> [What is required]
Arrange all of the following records as a two-column CSV headed record and answer, with one row per record. Put each record's text and its answer in separate quoted fields, replacing any line breaks with spaces.

[Excerpts of bounding box data]

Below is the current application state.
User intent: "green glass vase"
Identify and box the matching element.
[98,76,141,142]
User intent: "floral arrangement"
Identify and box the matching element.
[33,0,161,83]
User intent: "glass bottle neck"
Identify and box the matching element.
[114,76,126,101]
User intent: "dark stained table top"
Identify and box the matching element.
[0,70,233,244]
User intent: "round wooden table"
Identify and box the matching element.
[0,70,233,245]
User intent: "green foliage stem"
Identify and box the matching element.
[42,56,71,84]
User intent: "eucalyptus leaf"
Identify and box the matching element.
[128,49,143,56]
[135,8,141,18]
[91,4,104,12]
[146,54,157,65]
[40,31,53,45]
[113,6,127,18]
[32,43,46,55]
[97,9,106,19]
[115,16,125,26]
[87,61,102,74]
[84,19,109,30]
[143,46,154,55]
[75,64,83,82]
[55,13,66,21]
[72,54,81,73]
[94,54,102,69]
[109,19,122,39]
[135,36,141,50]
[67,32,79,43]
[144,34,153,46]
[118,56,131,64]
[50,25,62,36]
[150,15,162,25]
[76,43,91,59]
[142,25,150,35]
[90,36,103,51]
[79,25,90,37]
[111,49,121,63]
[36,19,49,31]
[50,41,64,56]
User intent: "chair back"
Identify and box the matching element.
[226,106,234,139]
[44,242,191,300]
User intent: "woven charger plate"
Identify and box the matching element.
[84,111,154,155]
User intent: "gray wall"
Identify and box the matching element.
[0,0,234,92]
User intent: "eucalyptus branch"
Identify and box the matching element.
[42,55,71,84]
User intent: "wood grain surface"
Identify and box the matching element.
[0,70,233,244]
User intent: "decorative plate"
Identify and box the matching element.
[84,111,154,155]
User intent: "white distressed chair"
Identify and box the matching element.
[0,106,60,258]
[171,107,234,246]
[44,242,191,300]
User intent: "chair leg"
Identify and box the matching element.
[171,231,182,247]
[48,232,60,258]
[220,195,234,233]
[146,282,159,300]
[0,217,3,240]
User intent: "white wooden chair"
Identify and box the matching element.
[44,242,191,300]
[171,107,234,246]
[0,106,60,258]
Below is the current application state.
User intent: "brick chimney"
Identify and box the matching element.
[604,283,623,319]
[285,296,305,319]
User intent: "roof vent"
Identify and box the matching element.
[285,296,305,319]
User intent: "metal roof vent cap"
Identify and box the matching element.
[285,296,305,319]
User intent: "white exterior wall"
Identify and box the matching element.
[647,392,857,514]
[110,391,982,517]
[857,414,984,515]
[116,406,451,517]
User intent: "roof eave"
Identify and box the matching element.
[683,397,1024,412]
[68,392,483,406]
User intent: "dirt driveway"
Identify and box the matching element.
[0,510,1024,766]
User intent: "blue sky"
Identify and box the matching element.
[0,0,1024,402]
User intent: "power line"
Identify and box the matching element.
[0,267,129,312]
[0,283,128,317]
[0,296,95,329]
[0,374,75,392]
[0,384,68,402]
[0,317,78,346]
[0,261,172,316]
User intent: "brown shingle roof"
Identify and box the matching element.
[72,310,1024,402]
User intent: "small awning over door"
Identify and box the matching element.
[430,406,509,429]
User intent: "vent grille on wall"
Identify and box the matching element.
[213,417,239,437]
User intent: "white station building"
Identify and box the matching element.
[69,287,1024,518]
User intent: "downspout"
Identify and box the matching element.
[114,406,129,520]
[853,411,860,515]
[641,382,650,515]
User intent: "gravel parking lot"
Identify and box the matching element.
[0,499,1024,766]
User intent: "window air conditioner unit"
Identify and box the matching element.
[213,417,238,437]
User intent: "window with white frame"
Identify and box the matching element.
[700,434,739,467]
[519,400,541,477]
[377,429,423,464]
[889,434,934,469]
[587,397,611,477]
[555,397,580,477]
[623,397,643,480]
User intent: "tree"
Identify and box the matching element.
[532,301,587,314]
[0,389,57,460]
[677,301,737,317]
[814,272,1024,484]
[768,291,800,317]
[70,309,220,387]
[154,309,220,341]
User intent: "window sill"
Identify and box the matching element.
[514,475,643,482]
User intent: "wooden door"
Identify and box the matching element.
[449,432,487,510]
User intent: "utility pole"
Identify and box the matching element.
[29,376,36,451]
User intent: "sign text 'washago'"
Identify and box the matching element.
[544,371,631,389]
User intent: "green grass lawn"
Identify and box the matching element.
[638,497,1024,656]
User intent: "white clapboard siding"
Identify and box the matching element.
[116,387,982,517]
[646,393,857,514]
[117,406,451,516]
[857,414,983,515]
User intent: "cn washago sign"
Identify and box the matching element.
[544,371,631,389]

> [Task solution]
record,answer
"Below is the current application state. User intent: ""green glass vase"" Identify and box the matching element.","[98,76,141,142]"
"User intent: ""floral arrangement"" Identify and box the matching element.","[33,0,161,83]"
"User intent: ""glass bottle neck"" Identify and box the matching element.","[114,76,126,101]"
"User intent: ""dark stained table top"" Identify and box the matching element.","[0,70,233,244]"
"User intent: ""round wooden table"" Identify and box the matching element.","[0,70,233,245]"
"User intent: ""green foliage stem"" Identify and box the matching element.","[42,56,71,84]"
"User intent: ""eucalyptus leaf"" Identify and box the matching element.","[128,49,143,56] [135,8,141,18] [91,4,104,12] [146,54,157,65] [40,31,53,45] [113,6,127,18] [32,43,46,55] [97,9,106,19] [115,16,125,26] [87,61,102,74] [84,19,109,30] [143,46,154,55] [75,64,83,82] [55,13,66,21] [72,54,81,73] [94,54,102,69] [109,19,122,39] [135,36,141,50] [67,32,79,43] [144,34,153,46] [118,56,131,64] [50,25,62,36] [150,15,162,25] [76,43,91,59] [142,25,150,35] [90,36,103,51] [79,25,90,37] [111,49,121,63] [36,19,49,31] [50,41,64,56]"
"User intent: ""chair back"" Identify and box the matching element.","[226,106,234,139] [44,242,191,300]"
"User intent: ""woven charger plate"" Identify and box the matching element.","[84,111,154,155]"
"User intent: ""gray wall"" Identify and box the matching element.","[0,0,234,92]"
"User intent: ""eucalyptus branch"" Identify and box the matching element.","[42,55,71,84]"
"User intent: ""wood grain surface"" Identify and box the matching element.","[0,70,233,244]"
"User intent: ""decorative plate"" Identify and box the matching element.","[84,111,154,155]"
"User intent: ""white distressed chair"" Identify and box the matching element.","[0,106,60,258] [171,107,234,246] [44,242,191,300]"
"User intent: ""chair leg"" Identify and box the matching element.","[171,231,182,247] [48,232,60,258] [220,195,234,233] [146,282,159,300] [0,217,3,240]"
"User intent: ""white wooden chair"" Identify and box the matching element.","[44,242,191,300] [171,107,234,246] [0,106,60,258]"
"Below is the current application state. User intent: ""brick chimney"" Identify and box the matching element.","[604,283,623,319] [285,296,305,319]"
"User intent: ""roof vent"" Identify and box the matching element.","[285,296,305,319]"
"User intent: ""metal roof vent cap"" Identify and box the matching element.","[285,296,305,319]"
"User intent: ""white exterior wall"" Identify and box the matching element.","[647,392,857,514] [110,391,982,517] [857,414,984,515] [116,406,451,517]"
"User intent: ""roof eave"" Identify and box the matching element.","[683,397,1024,412] [68,392,483,406]"
"User intent: ""dirt driveway"" Identify and box the matching element.","[0,510,1024,766]"
"User intent: ""blue sky"" Identify and box the matching element.","[0,0,1024,402]"
"User intent: ""power line"" Identify and box the matching element.","[0,267,129,312] [0,283,128,317] [0,296,95,329] [0,374,75,392] [0,384,68,402] [0,317,78,346] [0,261,172,316]"
"User intent: ""brown shingle roof"" Identify and box the matching element.","[72,310,1024,402]"
"User intent: ""small awning over door"" Identify and box the matching element.","[430,406,509,429]"
"User intent: ""vent grille on wall"" Identify and box the matching element.","[213,417,239,437]"
"User intent: ""white station building"" Identify and box the matching element.","[69,287,1024,518]"
"User intent: ""downspout"" Identify and box the matching element.","[114,406,129,520] [853,411,860,515] [641,382,650,515]"
"User intent: ""gravel parking lot"" Identify and box the matching element.","[0,499,1024,766]"
"User intent: ""window air conditioner unit"" Identify and box the matching element.","[213,417,238,437]"
"User intent: ""window with white frame"" Identify and box the matching element.","[700,434,739,467] [519,400,541,477] [377,429,423,464] [889,434,934,469] [587,397,611,477] [555,397,580,477] [623,397,643,480]"
"User intent: ""tree"" Identify and box the matching element.","[532,301,587,314] [0,389,57,460] [677,301,737,317] [814,272,1024,484] [768,291,800,317] [70,309,220,387] [154,309,220,341]"
"User intent: ""window sill"" Identify and box the matching element.","[514,475,643,482]"
"User intent: ""wooden door"" Identify and box the matching element.","[449,432,487,510]"
"User intent: ""utility pole"" Identify and box the matching element.","[29,376,36,451]"
"User intent: ""sign text 'washago'"" Identify and box the matching element.","[544,371,631,389]"
"User intent: ""green grass lawn"" Identify and box the matching element.","[638,497,1024,656]"
"User intent: ""white clapboard siding"" Identify and box the matching element.","[116,387,982,517] [646,393,857,514] [117,406,451,516] [857,414,983,515]"
"User intent: ""cn washago sign"" Identify and box the matching element.","[544,371,631,389]"